Data records
-------

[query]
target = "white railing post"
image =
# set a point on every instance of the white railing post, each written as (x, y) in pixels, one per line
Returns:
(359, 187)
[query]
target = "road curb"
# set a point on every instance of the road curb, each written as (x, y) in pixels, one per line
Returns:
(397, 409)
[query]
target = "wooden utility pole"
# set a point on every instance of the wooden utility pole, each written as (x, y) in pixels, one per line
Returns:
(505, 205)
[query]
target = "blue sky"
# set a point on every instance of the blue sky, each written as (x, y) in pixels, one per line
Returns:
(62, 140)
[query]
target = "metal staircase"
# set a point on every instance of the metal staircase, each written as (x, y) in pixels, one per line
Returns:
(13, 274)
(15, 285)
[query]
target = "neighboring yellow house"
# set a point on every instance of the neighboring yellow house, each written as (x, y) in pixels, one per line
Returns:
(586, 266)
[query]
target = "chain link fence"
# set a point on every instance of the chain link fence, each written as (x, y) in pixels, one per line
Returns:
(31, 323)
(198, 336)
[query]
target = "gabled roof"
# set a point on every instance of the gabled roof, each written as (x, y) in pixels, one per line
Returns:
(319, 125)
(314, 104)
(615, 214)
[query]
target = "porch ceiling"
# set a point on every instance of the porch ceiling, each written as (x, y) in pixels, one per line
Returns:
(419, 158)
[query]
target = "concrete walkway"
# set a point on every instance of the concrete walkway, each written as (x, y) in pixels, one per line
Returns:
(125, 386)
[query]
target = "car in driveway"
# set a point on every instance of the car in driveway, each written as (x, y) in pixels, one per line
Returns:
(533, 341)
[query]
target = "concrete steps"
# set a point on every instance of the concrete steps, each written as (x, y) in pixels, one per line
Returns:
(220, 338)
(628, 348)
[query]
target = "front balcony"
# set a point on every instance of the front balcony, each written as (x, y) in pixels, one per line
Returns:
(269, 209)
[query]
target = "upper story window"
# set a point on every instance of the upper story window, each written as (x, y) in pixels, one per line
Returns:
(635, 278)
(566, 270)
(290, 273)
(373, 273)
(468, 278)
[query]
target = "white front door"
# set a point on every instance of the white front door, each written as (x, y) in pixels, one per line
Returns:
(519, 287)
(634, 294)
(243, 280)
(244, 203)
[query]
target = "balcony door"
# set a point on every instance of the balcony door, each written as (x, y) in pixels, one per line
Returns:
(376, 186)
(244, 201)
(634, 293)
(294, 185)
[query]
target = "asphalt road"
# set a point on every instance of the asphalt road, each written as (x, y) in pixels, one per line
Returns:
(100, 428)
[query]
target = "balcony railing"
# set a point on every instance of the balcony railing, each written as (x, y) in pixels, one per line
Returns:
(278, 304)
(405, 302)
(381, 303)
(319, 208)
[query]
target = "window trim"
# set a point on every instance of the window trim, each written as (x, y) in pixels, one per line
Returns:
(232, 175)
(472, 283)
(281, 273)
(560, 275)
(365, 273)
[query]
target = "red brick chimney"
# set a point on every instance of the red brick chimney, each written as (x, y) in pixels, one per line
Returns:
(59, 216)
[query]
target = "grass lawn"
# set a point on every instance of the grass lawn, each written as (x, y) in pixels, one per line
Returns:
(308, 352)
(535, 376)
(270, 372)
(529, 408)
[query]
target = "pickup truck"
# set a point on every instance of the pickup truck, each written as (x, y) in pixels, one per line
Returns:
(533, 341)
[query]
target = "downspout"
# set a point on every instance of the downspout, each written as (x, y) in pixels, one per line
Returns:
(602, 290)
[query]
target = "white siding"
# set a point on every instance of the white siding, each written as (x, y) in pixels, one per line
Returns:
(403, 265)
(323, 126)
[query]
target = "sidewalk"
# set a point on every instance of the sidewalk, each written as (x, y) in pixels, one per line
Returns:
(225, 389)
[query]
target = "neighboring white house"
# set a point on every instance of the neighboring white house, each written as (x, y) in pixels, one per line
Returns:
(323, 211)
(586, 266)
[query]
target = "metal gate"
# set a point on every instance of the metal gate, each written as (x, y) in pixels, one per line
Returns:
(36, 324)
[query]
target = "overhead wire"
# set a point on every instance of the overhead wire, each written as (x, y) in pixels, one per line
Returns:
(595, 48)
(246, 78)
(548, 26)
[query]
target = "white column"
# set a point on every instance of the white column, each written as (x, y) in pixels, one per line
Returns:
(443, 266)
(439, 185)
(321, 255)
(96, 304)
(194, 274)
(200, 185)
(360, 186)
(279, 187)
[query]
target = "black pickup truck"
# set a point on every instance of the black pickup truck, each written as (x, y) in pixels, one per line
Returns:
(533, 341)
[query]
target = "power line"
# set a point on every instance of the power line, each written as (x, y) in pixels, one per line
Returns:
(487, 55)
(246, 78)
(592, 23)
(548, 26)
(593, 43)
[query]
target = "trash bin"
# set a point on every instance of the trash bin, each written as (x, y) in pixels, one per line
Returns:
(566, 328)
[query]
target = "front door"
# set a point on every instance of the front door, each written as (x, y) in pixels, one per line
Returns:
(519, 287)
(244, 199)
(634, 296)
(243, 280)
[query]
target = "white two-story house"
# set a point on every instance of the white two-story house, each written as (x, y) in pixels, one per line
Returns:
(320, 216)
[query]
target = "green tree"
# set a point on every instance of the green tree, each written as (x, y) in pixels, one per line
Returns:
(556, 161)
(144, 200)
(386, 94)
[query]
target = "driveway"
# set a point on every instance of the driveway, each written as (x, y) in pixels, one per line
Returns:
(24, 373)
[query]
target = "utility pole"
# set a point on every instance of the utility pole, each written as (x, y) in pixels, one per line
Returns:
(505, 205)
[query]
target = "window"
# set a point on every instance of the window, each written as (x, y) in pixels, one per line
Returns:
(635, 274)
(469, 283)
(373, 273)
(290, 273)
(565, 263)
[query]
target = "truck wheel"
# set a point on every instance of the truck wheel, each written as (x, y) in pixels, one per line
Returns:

-------

WHAT YOU WILL DO ▸
Give an exact copy of all the data shown above.

RESPONSE FOR THIS EXERCISE ▸
[query]
target = "white railing post"
image =
# set a point on every instance of the white railing post, each written as (x, y) in pixels, one per line
Returns:
(359, 187)
[query]
target = "road curb"
# set a point on every instance of the road curb, each written as (x, y) in pixels, one per line
Returns:
(397, 409)
[query]
target = "wooden utility pole"
# set a point on every instance of the wooden utility pole, each written as (x, y) in pixels, one per line
Returns:
(505, 205)
[query]
target = "blue sky"
# set a point on every instance of the blue sky, each written as (x, y) in pixels, one per line
Returns:
(62, 140)
[query]
target = "metal staircase"
# set a point on every instance of the metal staircase, each written as (x, y) in pixels, one per line
Returns:
(13, 274)
(15, 285)
[query]
target = "neighboring yellow house"
# set a point on every instance of the neighboring yellow house, each written as (x, y) in pixels, one per line
Returns:
(586, 266)
[query]
target = "chain link fence"
# set a point on every instance of the chain link fence, each written as (x, y) in pixels, one per line
Returns:
(31, 323)
(198, 336)
[query]
target = "gabled roof"
# set a point on every instance of the gabled roof, each written as (x, y) in pixels, one per line
Returns:
(319, 125)
(314, 104)
(615, 214)
[query]
target = "porch ceiling"
# set a point on every instance of the porch ceiling, each written as (x, y) in pixels, one per line
Returns:
(419, 158)
[query]
target = "concrete walkway"
# set a point on every instance of the concrete walkway, each written as (x, y) in pixels, one per line
Returns:
(125, 386)
[query]
target = "car in driveway"
# set a point on every instance of the car in driveway, each written as (x, y) in pixels, one per line
Returns:
(533, 341)
[query]
target = "concrete steps"
# set a point on every instance of the concrete steps, each written as (x, y) in pixels, one per line
Returns:
(220, 338)
(628, 348)
[query]
target = "front balcony"
# set a point on every instance of the front balcony, each written as (x, y) in pixels, one per line
Returns:
(269, 209)
[query]
target = "upper story window"
# set a point on every instance of the upper story window, each written as (x, y) in pixels, one per line
Returns:
(635, 278)
(566, 270)
(290, 273)
(373, 273)
(468, 278)
[query]
target = "white front door"
# set a point on every instance of the white front door, each written as (x, y) in pixels, one per line
Returns:
(519, 287)
(634, 294)
(243, 280)
(244, 203)
[query]
target = "balcony door"
# set a point on every instance of the balcony door, each written as (x, y) in pixels, one per line
Returns:
(376, 186)
(244, 201)
(634, 293)
(294, 185)
[query]
target = "asphalt road"
# set a point on every instance of the asphalt road, each written as (x, y) in pixels, one per line
Returns:
(100, 428)
[query]
target = "balcony railing"
# set a point on every instance of the balcony railing, each written as (x, y) in pixels, one per line
Returns:
(278, 304)
(405, 302)
(381, 303)
(319, 208)
[query]
target = "window trim"
# set a point on every instance of the window trim, each written as (x, y) in pixels, one per line
Returns:
(232, 175)
(472, 283)
(281, 273)
(560, 275)
(365, 273)
[query]
target = "red brick chimney"
# set a point on every instance of the red brick chimney, each written as (x, y) in pixels, one per line
Returns:
(59, 216)
[query]
target = "grass lawn"
# set a point on every instance of the grass lawn, each written as (x, y) in pixels, one per line
Returns:
(308, 352)
(535, 376)
(270, 372)
(529, 408)
[query]
target = "pickup truck"
# set a point on every instance of the pickup truck, each written as (x, y) in pixels, one per line
Returns:
(533, 341)
[query]
target = "downspout"
# set a point on every instance of the downspout, each written as (x, y) in pixels, one per line
Returns:
(602, 290)
[query]
target = "white siding"
# set a point on every instance of the white siding, each written as (x, y) in pixels, one per line
Returns:
(403, 265)
(323, 126)
[query]
target = "sidewalk"
# set a point on every instance of the sidewalk, each written as (x, y) in pixels, one per line
Returns:
(225, 389)
[query]
target = "neighboring white house"
# set a point on every instance of the neighboring white house, each written as (x, y) in pixels, one per line
Returns:
(323, 211)
(586, 266)
[query]
target = "metal gate"
# set a point on every instance of the metal gate, each written as (x, y) in pixels, one per line
Returns:
(36, 324)
[query]
target = "overhead wire"
# set a point on every instance of the overhead wire, each written as (x, y) in pixels, one per line
Returns:
(595, 48)
(246, 78)
(548, 26)
[query]
target = "white column"
# set a point on every instance of the white column, each written as (x, y) in pixels, one per line
Returns:
(443, 266)
(439, 185)
(321, 255)
(96, 304)
(194, 274)
(200, 185)
(360, 186)
(279, 187)
[query]
target = "black pickup truck"
# set a point on every instance of the black pickup truck, each written as (x, y) in pixels, one per line
Returns:
(533, 341)
[query]
target = "power line"
# set a point on every instance of the power line, each written as (x, y) in pixels, one per line
Returns:
(487, 55)
(246, 78)
(592, 23)
(548, 26)
(593, 43)
[query]
target = "trash bin"
# set a point on every instance of the trash bin, each written as (x, y) in pixels, one per line
Returns:
(566, 328)
[query]
target = "front door"
# set a point on every instance of the front door, each written as (x, y) in pixels, one per line
Returns:
(519, 287)
(244, 199)
(634, 296)
(243, 280)
[query]
target = "white two-story house"
# set a point on every instance of the white two-story house, each written as (x, y) in pixels, one per line
Returns:
(320, 216)
[query]
target = "green tree"
# set a point on every instance of the green tree, each written as (x, y) in pixels, one per line
Returns:
(556, 161)
(144, 200)
(386, 94)
[query]
target = "driveway"
# set a point on every instance of the driveway, each written as (x, y) in pixels, one per line
Returns:
(24, 373)
[query]
target = "utility pole"
# set a point on every instance of the utility pole, each written as (x, y) in pixels, one per line
Returns:
(505, 205)
[query]
target = "window"
# set a point on every instance of the window, each written as (x, y) in pixels, one per line
Returns:
(635, 274)
(469, 283)
(373, 273)
(290, 273)
(565, 263)
[query]
target = "truck wheel"
# set a point on every instance of the truck wheel, each written as (x, y) in pixels, one per line
Returns:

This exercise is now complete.